> [WHAT YOU HAVE TO DO]
Throughout the listing below, show every line in which "clear" occurs.
◆ ◆ ◆ ◆ ◆ ◆ ◆
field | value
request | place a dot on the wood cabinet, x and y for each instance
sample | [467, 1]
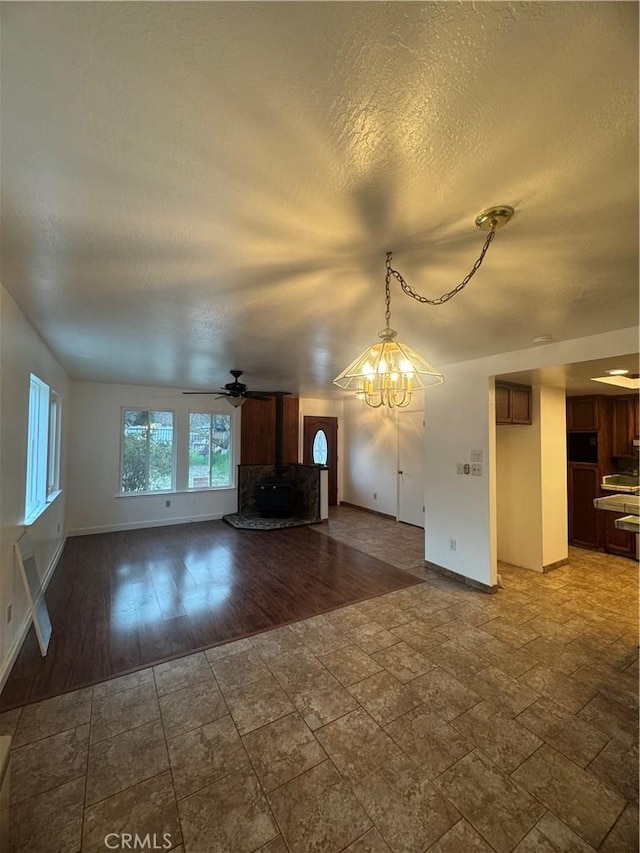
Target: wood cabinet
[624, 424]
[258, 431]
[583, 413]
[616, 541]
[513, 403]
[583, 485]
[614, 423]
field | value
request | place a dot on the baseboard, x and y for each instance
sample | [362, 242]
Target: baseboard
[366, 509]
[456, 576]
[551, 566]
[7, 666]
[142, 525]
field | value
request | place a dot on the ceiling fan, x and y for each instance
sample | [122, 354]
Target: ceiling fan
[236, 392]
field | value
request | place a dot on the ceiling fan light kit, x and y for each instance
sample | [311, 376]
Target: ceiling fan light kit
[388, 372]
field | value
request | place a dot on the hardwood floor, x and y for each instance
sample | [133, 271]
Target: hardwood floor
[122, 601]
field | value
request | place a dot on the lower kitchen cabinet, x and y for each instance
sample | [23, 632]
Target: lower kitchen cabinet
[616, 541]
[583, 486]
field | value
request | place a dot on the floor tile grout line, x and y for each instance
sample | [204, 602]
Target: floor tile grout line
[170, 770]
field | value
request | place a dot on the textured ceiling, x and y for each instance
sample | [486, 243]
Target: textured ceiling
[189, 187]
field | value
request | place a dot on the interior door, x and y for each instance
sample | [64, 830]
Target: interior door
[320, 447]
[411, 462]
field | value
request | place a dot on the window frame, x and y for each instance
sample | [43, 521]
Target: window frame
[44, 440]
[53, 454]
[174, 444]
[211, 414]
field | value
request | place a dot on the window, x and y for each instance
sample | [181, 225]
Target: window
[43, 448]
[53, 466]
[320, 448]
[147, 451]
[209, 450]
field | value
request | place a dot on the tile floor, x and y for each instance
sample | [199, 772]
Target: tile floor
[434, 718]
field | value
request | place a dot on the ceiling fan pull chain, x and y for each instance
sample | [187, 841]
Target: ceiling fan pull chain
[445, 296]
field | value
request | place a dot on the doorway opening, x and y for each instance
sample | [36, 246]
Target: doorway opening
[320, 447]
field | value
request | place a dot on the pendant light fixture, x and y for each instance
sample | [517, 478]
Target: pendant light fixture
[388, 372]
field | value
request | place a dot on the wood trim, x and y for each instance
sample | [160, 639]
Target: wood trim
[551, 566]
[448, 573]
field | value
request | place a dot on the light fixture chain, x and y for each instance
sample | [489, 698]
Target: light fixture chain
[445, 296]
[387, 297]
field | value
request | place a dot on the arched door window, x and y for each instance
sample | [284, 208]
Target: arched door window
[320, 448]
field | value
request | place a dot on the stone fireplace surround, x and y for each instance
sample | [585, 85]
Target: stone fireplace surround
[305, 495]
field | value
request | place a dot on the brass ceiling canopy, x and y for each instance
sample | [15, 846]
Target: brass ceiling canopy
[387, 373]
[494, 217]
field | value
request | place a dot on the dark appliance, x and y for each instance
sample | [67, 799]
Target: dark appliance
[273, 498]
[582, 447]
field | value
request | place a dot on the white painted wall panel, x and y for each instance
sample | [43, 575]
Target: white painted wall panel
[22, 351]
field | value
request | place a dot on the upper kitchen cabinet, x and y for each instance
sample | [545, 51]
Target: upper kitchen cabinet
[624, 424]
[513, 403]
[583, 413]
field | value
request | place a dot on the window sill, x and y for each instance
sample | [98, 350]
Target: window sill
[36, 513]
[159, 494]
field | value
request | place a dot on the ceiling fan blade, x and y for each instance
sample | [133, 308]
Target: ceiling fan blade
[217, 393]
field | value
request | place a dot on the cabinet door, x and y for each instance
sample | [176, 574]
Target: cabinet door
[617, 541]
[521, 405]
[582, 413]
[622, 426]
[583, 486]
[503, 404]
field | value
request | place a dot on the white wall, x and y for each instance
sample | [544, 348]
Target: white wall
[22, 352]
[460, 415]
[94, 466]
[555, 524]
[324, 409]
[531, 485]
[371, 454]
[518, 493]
◆ ◆ ◆ ◆ ◆ ◆ ◆
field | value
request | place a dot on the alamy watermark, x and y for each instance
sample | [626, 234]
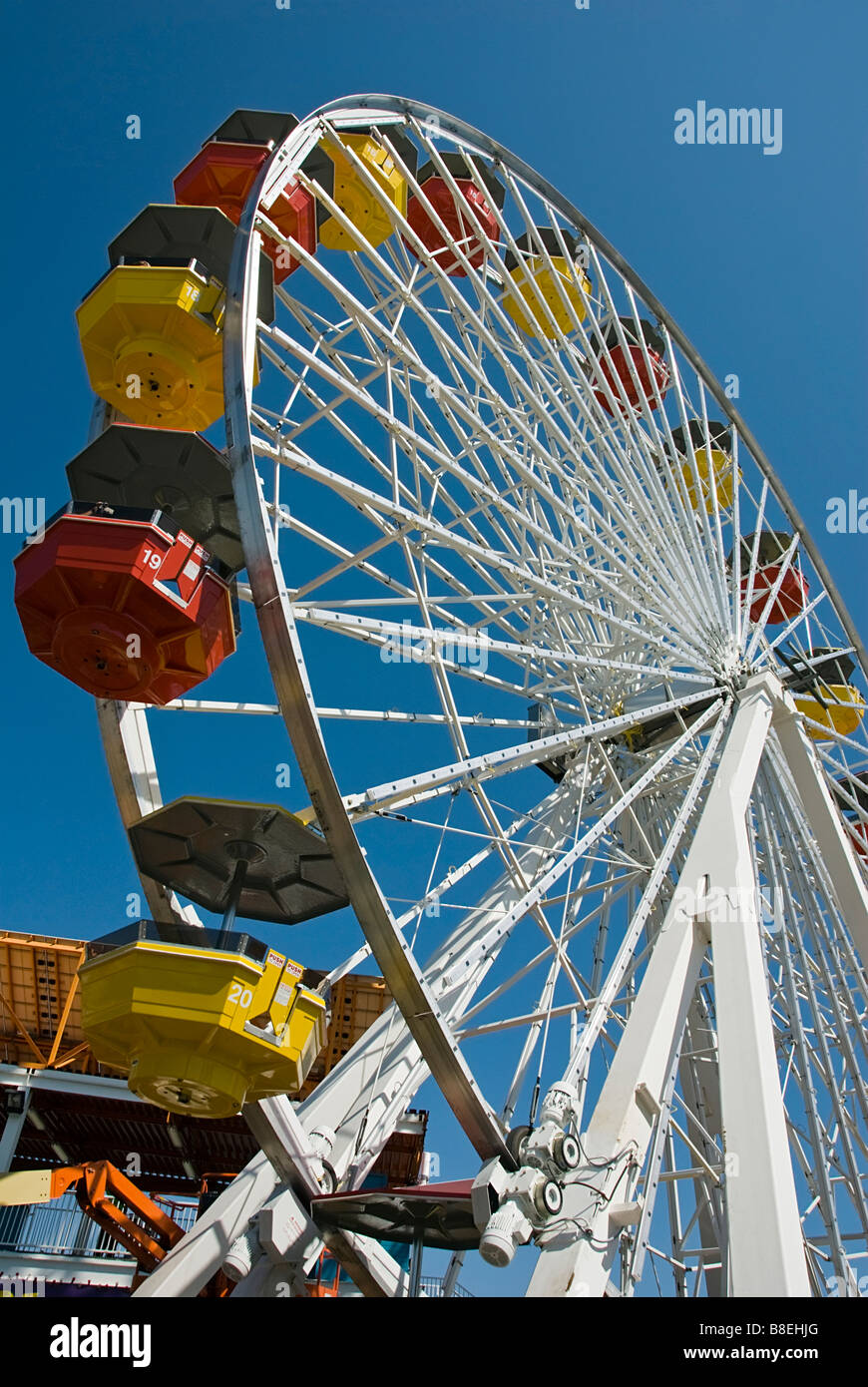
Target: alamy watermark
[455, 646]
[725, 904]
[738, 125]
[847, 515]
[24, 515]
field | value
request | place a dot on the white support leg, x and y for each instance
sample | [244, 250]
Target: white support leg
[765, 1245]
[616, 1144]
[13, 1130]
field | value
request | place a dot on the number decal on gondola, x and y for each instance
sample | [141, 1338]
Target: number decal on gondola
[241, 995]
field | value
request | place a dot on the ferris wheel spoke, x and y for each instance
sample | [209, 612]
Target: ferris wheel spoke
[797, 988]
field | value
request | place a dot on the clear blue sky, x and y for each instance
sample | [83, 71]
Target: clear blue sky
◆ ◆ ◆ ◆ ◆ ◆ ◆
> [REPLY]
request | place a dot on the clear blue sky, x and y for each instance
Target: clear blue sky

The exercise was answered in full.